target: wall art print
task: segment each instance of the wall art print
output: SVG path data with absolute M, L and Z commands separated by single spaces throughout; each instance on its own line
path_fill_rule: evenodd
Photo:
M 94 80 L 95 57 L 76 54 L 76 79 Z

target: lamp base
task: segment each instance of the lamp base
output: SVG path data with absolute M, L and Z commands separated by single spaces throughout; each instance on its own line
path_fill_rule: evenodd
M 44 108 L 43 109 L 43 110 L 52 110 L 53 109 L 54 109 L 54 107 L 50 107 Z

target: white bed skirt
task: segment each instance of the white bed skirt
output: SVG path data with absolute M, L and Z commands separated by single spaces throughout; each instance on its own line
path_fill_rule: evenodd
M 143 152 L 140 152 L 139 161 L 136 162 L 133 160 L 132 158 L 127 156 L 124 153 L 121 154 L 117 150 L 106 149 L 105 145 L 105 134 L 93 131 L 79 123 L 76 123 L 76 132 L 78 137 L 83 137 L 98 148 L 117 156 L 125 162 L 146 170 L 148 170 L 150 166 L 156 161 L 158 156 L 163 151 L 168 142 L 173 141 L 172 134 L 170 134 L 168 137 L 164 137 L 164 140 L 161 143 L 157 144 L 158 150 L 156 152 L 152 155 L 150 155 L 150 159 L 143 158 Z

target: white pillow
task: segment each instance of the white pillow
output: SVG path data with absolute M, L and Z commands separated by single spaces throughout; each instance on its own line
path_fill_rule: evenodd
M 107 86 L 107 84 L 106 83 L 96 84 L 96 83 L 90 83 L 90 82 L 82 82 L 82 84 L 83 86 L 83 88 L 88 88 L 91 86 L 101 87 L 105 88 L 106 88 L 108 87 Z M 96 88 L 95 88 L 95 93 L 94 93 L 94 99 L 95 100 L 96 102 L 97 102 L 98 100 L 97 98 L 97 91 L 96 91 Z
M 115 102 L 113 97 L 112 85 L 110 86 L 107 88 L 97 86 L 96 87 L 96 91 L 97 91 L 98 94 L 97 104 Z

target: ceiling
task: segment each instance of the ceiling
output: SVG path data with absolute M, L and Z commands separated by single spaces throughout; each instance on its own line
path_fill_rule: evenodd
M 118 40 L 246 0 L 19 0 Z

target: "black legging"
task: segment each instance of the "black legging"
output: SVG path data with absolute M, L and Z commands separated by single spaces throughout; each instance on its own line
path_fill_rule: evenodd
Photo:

- **Task description**
Copy all of the entries above line for line, with no changes.

- **Response to this task**
target: wall art print
task: segment each instance of the wall art print
output: SVG path data with absolute M, L and Z commands separated by single spaces throughout; each instance on its own line
path_fill_rule: evenodd
Photo:
M 94 80 L 95 57 L 76 54 L 76 79 Z

target: lamp base
task: segment each instance of the lamp base
output: SVG path data with absolute M, L and Z commands separated by single spaces throughout; each instance on its own line
path_fill_rule: evenodd
M 44 108 L 43 109 L 43 110 L 52 110 L 53 109 L 54 109 L 54 107 L 50 107 Z

target: white bed skirt
task: segment each instance of the white bed skirt
output: SVG path data with absolute M, L and Z commands separated by single spaces throughout; each instance on its own line
path_fill_rule: evenodd
M 143 152 L 140 152 L 139 161 L 136 162 L 133 160 L 132 158 L 127 156 L 124 153 L 121 154 L 117 150 L 106 149 L 105 145 L 105 134 L 93 131 L 79 123 L 76 123 L 76 132 L 78 137 L 83 137 L 98 148 L 117 156 L 125 162 L 146 170 L 148 170 L 150 166 L 156 161 L 158 156 L 163 151 L 168 142 L 173 141 L 172 134 L 170 134 L 168 137 L 164 137 L 164 140 L 161 143 L 157 144 L 158 150 L 156 152 L 152 155 L 150 155 L 150 159 L 143 158 Z

target: white pillow
task: segment each instance of the white pillow
output: SVG path data with absolute M, L and Z commands separated by single spaces throughout; each instance on its own line
path_fill_rule: evenodd
M 107 86 L 107 84 L 106 83 L 96 84 L 96 83 L 90 83 L 90 82 L 82 82 L 82 84 L 83 86 L 83 88 L 88 88 L 91 86 L 101 87 L 105 88 L 106 88 L 108 87 Z M 96 88 L 95 88 L 95 93 L 94 93 L 94 99 L 95 100 L 96 102 L 97 102 L 98 100 L 97 98 L 97 91 L 96 91 Z
M 115 102 L 113 97 L 112 85 L 110 86 L 107 88 L 97 86 L 96 87 L 96 91 L 97 91 L 98 94 L 97 104 Z

target: ceiling
task: segment each instance of the ceiling
output: SVG path data with absolute M, L and Z commands separated by single spaces throughout; each instance on its own line
path_fill_rule: evenodd
M 118 40 L 246 0 L 19 0 Z

target: "black legging"
task: segment each instance of the "black legging"
output: SVG path data with absolute M, L and Z commands separated by single spaces throughout; each instance on its own line
path_fill_rule: evenodd
Photo:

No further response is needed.